__STORED DATA__.
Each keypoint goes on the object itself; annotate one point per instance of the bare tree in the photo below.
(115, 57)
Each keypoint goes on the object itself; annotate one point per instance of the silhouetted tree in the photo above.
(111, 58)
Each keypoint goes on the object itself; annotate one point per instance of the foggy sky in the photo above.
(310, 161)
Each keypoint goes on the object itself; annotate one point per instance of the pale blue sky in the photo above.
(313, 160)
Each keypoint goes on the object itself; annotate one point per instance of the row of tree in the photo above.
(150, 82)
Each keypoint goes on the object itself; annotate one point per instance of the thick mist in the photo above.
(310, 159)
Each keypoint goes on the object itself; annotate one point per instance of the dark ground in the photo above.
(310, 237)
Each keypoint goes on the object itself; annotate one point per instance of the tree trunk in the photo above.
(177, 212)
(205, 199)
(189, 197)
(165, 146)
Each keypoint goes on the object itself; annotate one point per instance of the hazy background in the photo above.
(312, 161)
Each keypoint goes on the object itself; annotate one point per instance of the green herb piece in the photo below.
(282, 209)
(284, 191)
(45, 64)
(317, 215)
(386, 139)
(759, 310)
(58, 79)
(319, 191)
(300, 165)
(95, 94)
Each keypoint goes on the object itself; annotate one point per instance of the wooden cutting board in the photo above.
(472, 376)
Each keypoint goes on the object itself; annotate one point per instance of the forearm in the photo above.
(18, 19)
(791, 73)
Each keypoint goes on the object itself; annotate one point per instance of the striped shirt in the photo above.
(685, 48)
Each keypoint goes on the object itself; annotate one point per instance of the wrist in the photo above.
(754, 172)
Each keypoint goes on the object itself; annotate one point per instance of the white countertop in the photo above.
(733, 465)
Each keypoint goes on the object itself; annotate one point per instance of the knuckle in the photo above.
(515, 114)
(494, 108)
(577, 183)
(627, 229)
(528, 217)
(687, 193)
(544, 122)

--

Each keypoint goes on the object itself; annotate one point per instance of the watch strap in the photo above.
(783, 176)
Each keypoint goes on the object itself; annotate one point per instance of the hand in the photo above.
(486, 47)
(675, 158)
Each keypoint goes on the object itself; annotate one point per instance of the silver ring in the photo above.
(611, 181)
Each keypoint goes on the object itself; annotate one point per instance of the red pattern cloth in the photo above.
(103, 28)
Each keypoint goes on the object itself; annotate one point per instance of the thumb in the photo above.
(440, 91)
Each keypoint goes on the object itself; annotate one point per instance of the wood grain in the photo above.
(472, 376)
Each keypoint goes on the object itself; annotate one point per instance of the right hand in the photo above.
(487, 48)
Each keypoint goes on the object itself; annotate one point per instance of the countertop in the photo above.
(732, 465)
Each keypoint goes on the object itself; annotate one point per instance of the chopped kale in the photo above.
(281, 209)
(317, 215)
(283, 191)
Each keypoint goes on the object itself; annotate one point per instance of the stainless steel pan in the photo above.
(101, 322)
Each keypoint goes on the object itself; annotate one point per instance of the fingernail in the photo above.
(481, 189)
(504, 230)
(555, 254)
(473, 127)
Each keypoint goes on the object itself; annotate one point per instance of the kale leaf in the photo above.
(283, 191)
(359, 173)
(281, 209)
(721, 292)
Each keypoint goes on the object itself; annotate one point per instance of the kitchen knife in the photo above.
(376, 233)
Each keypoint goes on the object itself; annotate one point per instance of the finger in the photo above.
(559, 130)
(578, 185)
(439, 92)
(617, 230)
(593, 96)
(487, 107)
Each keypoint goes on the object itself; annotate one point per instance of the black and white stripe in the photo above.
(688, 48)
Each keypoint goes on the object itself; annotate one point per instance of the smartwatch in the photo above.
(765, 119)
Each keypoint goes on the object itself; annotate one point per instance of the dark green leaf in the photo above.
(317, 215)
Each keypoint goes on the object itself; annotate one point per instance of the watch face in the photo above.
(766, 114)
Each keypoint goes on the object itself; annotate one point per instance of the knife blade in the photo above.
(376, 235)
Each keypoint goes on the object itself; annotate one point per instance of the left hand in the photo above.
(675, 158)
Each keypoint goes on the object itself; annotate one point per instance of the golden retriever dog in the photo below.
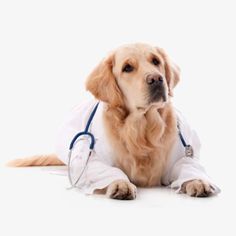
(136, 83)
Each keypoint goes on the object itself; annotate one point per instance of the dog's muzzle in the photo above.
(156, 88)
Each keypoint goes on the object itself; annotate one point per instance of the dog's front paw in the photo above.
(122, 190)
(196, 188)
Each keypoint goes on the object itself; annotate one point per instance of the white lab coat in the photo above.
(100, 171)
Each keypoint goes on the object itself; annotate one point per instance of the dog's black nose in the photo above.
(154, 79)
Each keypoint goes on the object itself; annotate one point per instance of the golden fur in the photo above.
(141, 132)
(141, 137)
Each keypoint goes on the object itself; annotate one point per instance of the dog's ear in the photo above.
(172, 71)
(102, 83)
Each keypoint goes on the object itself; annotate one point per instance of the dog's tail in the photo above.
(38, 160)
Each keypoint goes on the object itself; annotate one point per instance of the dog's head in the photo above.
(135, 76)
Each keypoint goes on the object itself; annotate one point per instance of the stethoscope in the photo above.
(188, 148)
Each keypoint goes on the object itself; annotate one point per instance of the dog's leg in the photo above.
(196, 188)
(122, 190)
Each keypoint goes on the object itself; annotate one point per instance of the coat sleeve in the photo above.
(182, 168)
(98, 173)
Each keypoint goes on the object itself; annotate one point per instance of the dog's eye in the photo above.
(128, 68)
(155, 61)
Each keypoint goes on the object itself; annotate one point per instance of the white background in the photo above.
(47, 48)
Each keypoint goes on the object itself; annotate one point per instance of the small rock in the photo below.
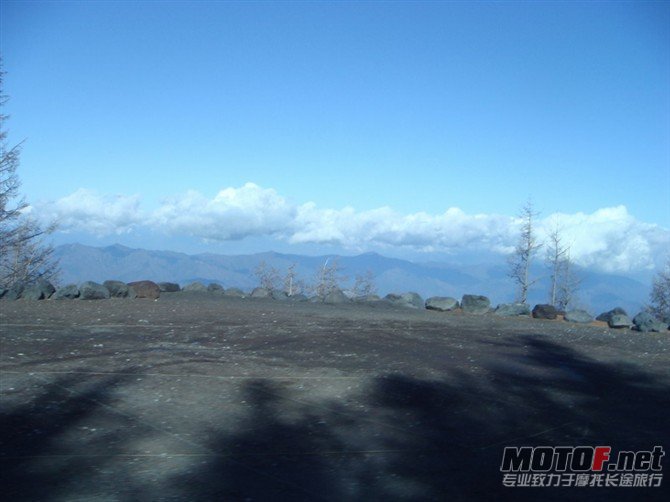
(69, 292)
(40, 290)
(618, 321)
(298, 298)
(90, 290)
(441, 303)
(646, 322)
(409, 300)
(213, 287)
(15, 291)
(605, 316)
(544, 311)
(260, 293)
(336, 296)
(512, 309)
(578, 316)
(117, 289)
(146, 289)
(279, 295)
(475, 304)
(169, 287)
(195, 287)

__THE EXERCISE__. Find every line in the records above that contains the word "below", and copy each such line in full.

__FULL SOLUTION__.
Each keypoint goes on the object itself; annotate one point per instance of the bare tree in the photo below.
Each keypoint goes on the object itself; annotate one point per instance of the green herb piece in the photo below.
Each keypoint goes on the object itself; annotate one point per instance of the golden retriever dog in the photo below.
Each keypoint goes on the object itself; annotate one point per instance of the small rock in the photo below.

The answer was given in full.